# [What to work on]
Reproduce each of the following entries verbatim, line for line.
%%
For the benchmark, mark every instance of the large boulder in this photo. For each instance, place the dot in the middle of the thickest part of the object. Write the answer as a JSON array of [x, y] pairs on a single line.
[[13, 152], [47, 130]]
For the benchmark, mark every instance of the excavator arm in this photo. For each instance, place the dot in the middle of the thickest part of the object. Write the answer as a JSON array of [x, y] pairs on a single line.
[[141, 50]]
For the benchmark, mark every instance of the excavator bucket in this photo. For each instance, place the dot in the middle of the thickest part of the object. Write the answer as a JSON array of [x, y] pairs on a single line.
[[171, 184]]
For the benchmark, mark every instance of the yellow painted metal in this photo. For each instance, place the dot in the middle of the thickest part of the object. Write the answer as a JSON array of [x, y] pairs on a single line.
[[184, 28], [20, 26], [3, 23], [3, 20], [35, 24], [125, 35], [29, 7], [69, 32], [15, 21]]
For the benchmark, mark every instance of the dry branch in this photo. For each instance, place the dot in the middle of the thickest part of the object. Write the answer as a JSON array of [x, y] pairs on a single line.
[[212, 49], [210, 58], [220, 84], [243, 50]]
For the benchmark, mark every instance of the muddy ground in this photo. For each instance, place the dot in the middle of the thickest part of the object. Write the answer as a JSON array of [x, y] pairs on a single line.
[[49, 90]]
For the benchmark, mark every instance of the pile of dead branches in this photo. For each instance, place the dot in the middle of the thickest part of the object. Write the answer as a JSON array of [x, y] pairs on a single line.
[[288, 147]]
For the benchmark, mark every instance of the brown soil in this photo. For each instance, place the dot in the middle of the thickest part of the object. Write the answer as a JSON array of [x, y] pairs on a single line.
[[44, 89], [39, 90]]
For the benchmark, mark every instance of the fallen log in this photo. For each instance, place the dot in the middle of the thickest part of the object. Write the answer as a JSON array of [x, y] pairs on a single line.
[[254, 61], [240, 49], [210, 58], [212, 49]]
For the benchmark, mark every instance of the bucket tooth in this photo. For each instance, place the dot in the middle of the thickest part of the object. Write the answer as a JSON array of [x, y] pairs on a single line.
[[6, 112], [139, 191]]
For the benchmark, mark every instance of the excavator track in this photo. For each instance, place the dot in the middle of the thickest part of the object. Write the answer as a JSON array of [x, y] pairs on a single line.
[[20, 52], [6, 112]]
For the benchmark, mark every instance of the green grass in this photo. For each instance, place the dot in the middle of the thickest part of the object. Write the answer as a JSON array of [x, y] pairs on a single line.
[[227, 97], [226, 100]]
%%
# [Right answer]
For the benchmark, mark every instance of the large boulder in this photo. For each instance, place the dot in the middle of the thickest part of the object. Write the answer as a JSON array of [x, y] pairs on a single line.
[[13, 152], [47, 130]]
For the benchmark, mark every instance of the excavator arm in this photo. For each instance, place the dot in the middle of the thickest part of the object. Write the answer as a JSON array of [x, y] pairs on a single line.
[[141, 50]]
For the benchmark, mark every instance of the excavator bucket in this photo. For each instance, place the dot in the middle of the thickest part of the object. Write the answer as a JSON array of [x, y] pairs on a single line.
[[171, 184]]
For the benchmark, mark every instance of the yellow painted metal in this photo. For each instance, place the dot in the middle of the thickest part of the object. Write the answer as a JSON array of [x, y] pairs on a single line.
[[184, 28], [20, 26], [3, 23], [3, 20], [35, 24], [125, 35], [29, 7], [69, 32], [15, 21]]
For the benchmark, mark every instance of the dry branch in this photo. For each instance, place the dot in the middle of the thickest part of the object. Write the answer as a JSON array of [x, y] pairs on a single line.
[[212, 49], [210, 58], [220, 84], [243, 50]]
For the benchmark, mark every instance of the muddy ground in this photo. For each instance, place the dot in the middle of the thickest part of the object. Write the answer as a JSON array of [x, y] pairs on a single line.
[[49, 90]]
For the benchmark, mark every instance of the pile of dead branches in this photo. For each instance, place the dot in the middle of the thickest part of the object. Write the answer as a JSON array of [x, y] pairs on a single line.
[[288, 147]]
For the benchmark, mark every instance of the brown soil in this photo. For each instance, place the dot in the middle of the thickest part of the object. Write the answer as a JSON array of [x, y] pairs on a single line.
[[44, 89], [39, 90]]
For the benchmark, mark every instance of the fallen log in this photo. For each instance, place the dot in the middle of the thickest part of the object. Write the answer as a JSON array of [x, y] pairs on a single line.
[[254, 61], [240, 49], [210, 58], [212, 49]]
For the benchmark, mark every instance of the bucket tooth in this photo. For each instance, place the dot in the middle of the thickest part of the object. Write the answer as a JSON array of [x, y] pairs on a single line.
[[6, 112], [139, 191]]
For the benchmark, mark every instance of the excavator track in this photo. For each instance, place the dot in the middle of the thickest part of the object. Write the answer as a JSON array of [x, y] pairs on a single line.
[[20, 52], [6, 112]]
For the benchmark, mark every instance of the green grass in this photo. For each instance, place the dot in the middle of the thickest part of the object. Write the answer as a JSON array of [x, y] pairs on a single line.
[[227, 97], [226, 100]]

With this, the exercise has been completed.